(Extracted records)
----
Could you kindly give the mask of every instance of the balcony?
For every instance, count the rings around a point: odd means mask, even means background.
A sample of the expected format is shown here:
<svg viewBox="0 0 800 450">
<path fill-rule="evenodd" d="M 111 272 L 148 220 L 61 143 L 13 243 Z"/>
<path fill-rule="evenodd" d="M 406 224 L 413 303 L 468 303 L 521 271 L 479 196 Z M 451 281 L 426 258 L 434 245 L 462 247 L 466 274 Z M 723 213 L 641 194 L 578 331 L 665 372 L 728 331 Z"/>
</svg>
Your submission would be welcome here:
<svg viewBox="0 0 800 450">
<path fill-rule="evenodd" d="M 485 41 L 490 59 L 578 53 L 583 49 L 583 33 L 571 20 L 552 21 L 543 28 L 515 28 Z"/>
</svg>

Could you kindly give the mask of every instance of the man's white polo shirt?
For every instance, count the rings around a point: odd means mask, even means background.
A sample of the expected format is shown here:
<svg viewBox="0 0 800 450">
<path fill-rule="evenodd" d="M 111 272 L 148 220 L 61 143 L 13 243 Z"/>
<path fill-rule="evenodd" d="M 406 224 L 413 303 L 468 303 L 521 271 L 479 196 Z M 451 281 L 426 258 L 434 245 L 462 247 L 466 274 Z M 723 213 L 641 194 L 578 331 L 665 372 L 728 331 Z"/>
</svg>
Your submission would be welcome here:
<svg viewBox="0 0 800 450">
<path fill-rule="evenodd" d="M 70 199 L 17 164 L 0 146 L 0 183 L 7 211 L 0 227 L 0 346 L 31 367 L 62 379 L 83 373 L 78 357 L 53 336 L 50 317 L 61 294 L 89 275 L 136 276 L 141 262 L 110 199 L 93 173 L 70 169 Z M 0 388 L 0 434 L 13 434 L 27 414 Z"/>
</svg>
----
▸ **Aim of the exercise**
From the first line to the last, copy every record exactly.

▸ **Output below**
Could you kindly give the mask of every instance of the balcony?
For every instance, count the rings around a point: odd means mask, even means background.
A sample of the expected format is shown here:
<svg viewBox="0 0 800 450">
<path fill-rule="evenodd" d="M 111 272 L 148 220 L 61 143 L 13 243 Z"/>
<path fill-rule="evenodd" d="M 406 224 L 413 303 L 468 303 L 521 271 L 479 196 Z M 451 281 L 426 258 L 434 245 L 462 247 L 466 274 Z M 723 213 L 641 194 L 578 331 L 665 372 L 728 331 Z"/>
</svg>
Your submission would be welcome here:
<svg viewBox="0 0 800 450">
<path fill-rule="evenodd" d="M 485 41 L 490 59 L 578 53 L 583 49 L 583 33 L 571 20 L 552 21 L 543 28 L 515 28 Z"/>
</svg>

Could you kindly give the mask of every instance of the man's white polo shirt?
For every instance, count the rings around a point: odd means mask, even means background.
A sample of the expected format is shown here:
<svg viewBox="0 0 800 450">
<path fill-rule="evenodd" d="M 111 272 L 148 220 L 61 143 L 13 243 Z"/>
<path fill-rule="evenodd" d="M 406 224 L 413 303 L 468 303 L 521 271 L 479 196 Z M 451 281 L 426 258 L 434 245 L 462 247 L 466 274 Z M 723 213 L 641 194 L 578 331 L 665 372 L 728 331 Z"/>
</svg>
Your submission would be welcome here:
<svg viewBox="0 0 800 450">
<path fill-rule="evenodd" d="M 70 199 L 17 164 L 0 146 L 0 183 L 7 211 L 0 227 L 0 346 L 31 367 L 62 379 L 83 373 L 78 357 L 53 336 L 50 317 L 61 294 L 89 275 L 136 276 L 141 262 L 110 199 L 93 173 L 70 169 Z M 0 388 L 0 434 L 13 434 L 27 414 Z"/>
</svg>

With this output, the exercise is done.